===== Material shown =====

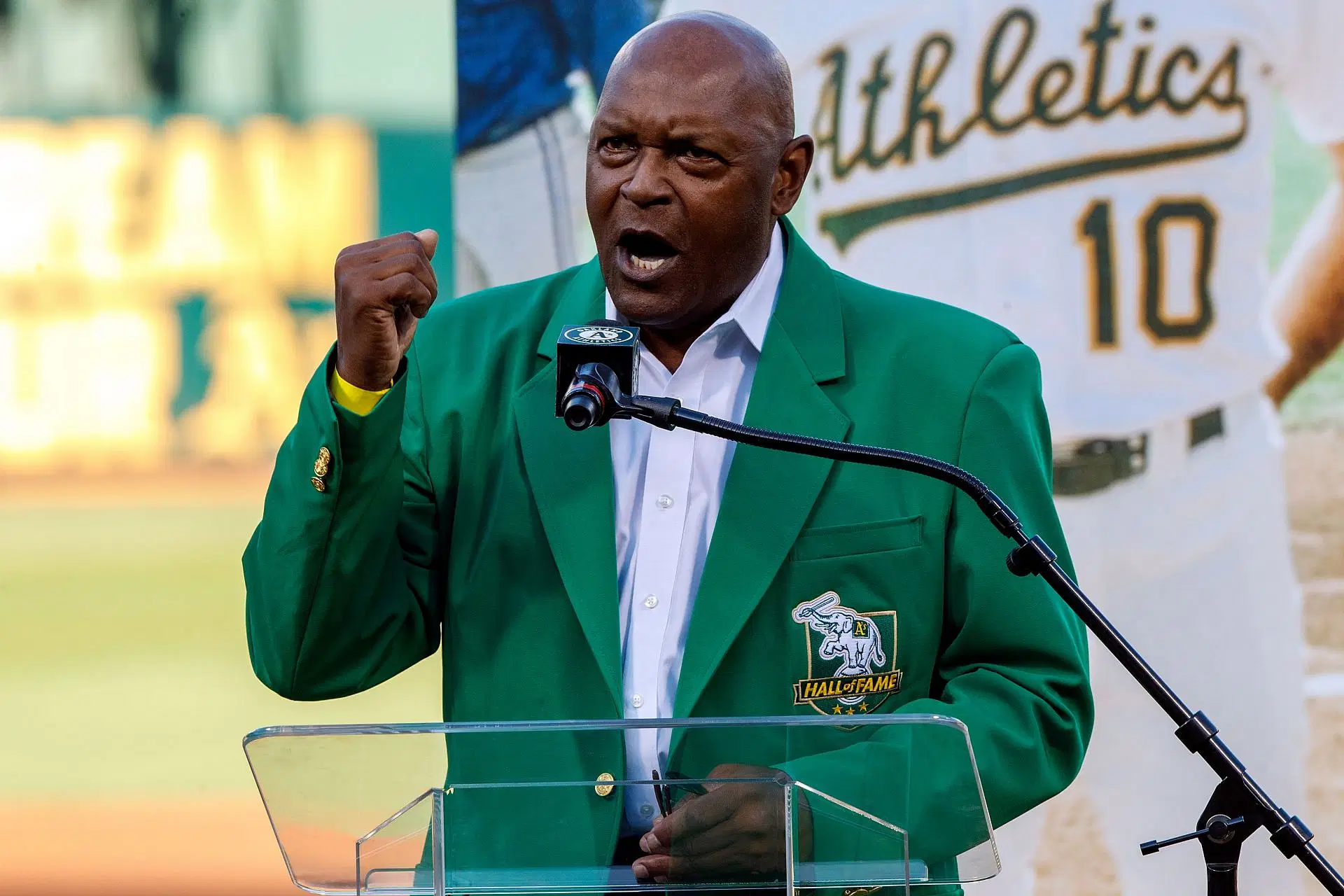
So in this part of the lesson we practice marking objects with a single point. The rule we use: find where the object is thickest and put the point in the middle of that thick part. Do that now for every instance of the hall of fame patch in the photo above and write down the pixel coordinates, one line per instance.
(851, 657)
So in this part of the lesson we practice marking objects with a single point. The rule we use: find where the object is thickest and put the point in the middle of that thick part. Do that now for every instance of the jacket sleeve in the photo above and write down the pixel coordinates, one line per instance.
(344, 583)
(1014, 660)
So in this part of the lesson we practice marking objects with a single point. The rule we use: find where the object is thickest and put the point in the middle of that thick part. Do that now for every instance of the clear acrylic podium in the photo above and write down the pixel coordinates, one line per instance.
(537, 806)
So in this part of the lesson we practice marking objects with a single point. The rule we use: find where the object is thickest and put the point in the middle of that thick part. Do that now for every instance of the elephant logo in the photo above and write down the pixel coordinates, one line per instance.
(863, 676)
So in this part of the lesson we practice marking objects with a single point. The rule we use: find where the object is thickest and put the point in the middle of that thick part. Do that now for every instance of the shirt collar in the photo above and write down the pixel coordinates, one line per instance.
(753, 308)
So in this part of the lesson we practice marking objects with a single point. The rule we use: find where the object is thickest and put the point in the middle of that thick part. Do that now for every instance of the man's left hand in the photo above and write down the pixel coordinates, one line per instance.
(732, 832)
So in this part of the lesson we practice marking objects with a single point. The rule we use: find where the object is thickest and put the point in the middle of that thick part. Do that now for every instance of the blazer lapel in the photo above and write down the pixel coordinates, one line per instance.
(769, 495)
(570, 475)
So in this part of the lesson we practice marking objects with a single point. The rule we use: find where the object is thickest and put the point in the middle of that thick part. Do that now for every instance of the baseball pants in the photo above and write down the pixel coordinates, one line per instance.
(1191, 561)
(518, 204)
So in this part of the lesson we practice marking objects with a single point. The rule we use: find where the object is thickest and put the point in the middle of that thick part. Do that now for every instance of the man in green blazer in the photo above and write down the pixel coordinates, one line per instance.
(428, 496)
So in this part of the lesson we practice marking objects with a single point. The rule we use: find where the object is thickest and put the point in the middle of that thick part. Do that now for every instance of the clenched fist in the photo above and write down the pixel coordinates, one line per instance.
(382, 289)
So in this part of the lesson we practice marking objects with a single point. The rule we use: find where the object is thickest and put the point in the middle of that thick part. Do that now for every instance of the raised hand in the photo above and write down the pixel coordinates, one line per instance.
(382, 289)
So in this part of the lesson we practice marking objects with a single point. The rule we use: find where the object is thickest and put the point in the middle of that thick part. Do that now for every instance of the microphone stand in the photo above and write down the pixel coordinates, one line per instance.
(1238, 805)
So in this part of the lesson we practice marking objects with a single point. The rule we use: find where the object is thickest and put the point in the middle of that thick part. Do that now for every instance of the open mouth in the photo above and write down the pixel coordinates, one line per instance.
(644, 253)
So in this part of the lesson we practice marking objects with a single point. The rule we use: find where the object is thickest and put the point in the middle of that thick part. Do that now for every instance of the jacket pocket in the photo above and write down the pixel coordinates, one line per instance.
(859, 538)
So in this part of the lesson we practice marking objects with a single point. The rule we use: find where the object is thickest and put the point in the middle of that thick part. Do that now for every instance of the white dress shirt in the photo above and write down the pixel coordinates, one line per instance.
(668, 488)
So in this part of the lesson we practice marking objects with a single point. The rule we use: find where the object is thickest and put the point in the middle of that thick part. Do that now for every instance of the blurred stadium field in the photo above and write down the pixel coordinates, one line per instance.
(124, 678)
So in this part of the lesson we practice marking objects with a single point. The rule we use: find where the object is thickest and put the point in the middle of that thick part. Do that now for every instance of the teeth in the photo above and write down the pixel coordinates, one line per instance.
(647, 264)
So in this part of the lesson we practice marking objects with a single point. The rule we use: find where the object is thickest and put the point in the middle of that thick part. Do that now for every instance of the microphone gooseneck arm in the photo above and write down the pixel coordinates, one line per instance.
(1238, 805)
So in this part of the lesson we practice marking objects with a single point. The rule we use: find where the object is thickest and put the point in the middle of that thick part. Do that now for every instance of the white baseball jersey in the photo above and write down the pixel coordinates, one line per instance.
(1096, 176)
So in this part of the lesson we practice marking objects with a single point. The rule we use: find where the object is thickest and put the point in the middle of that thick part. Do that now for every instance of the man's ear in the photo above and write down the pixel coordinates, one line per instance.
(794, 164)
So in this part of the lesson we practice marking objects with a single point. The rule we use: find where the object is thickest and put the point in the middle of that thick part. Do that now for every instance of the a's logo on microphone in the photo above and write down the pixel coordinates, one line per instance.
(598, 335)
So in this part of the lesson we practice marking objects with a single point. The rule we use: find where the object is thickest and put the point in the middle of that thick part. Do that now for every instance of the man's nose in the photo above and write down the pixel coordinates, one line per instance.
(647, 184)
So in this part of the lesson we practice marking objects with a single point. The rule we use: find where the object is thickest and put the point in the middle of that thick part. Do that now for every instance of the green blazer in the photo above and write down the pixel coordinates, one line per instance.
(463, 514)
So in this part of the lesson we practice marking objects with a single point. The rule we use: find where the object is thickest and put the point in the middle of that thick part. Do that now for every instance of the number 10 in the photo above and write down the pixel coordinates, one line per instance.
(1096, 229)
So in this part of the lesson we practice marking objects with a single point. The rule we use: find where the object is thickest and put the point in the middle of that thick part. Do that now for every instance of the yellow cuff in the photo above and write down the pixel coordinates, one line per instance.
(351, 397)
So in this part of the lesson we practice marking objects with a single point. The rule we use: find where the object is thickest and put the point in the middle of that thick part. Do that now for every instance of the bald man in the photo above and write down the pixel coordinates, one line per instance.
(429, 496)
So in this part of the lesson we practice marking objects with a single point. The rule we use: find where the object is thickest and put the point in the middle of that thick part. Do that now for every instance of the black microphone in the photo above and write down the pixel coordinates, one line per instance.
(594, 365)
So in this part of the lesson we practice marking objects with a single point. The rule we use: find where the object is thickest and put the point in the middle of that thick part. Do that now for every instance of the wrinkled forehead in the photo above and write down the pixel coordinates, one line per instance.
(678, 99)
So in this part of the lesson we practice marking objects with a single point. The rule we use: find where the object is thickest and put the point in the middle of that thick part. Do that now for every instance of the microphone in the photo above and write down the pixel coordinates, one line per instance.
(596, 365)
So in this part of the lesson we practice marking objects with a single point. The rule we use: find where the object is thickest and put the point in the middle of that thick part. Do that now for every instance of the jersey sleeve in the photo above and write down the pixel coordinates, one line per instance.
(1310, 73)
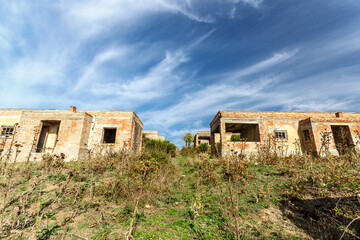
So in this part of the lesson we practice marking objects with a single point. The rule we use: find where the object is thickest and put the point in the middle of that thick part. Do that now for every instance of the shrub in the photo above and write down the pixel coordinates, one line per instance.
(188, 151)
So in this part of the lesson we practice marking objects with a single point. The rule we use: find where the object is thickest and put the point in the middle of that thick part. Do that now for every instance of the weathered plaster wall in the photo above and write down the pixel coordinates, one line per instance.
(69, 134)
(270, 121)
(78, 131)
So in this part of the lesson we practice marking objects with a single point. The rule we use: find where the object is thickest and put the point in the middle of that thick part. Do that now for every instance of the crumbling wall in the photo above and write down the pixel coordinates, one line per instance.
(69, 134)
(121, 120)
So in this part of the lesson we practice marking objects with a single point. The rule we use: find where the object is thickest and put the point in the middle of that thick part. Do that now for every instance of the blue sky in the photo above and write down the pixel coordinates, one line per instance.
(177, 63)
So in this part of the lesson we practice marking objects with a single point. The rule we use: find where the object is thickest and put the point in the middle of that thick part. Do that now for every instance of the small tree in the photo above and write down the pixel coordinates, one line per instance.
(188, 138)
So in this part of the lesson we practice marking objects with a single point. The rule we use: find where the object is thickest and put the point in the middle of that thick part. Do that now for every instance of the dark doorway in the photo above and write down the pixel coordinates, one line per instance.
(109, 135)
(342, 138)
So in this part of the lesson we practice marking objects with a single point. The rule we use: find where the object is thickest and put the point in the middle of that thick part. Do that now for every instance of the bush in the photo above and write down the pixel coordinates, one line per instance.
(235, 138)
(188, 151)
(203, 147)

=====

Stated goal
Shift the point coordinates in the answers by adding 49 to every number. Then write out again the entries starting at the line that contains "of the weathered" and ending at the last line of the entries, with each request kept in place.

Solved exercise
So in this part of the lesson we practice marking objects with a single point. The rule we use: find where the object is thickest and put the point in the middle of that thick part. Do that now for every instance of the weathered plaster wall in the photo above and write down the pixel coordinates, one line per instance.
(118, 183)
(319, 170)
(127, 180)
So in this part of the lesson we practice marking objects with a single point. The rule we use: find where the object is thickest and put the point in the middle of that thick part. Do that now for every instance of the crumbling wall in the photo above and write down the pixel coordinates, one line per instance.
(118, 183)
(170, 169)
So in this part of the lesson we practice marking objects with a single point. The rule we use: find where the object is thickest and put the point in the middle of that thick part. Do that now for every instance of the blue sky in the photo above and write down the pixel coordinates, one line per instance.
(226, 112)
So in this part of the lesson we practice marking objects with a single point. The rule we use: find where the object is thickest and put the point in the middle of that thick part. Do that now for every instance of the small tree in the photo above and write down the pixel coordinates, one line per instance.
(237, 187)
So in this part of the lesson we practice marking objects with a single point. The rule we use: find where the object is thickest and put the point in the middle of that thick part. Do that now for every instance of the dark doorway in the photo above and write down the pixel coordinates, one line per instance.
(158, 184)
(391, 187)
So in this part of the lesson we practice marking objects with a single point. The rule we use: find where the object is thickest and put the point in the middle of that thick part. Do that now for every instance of the bush in the photo above and write down the pixel coordinates, one line per instance.
(284, 187)
(237, 200)
(252, 196)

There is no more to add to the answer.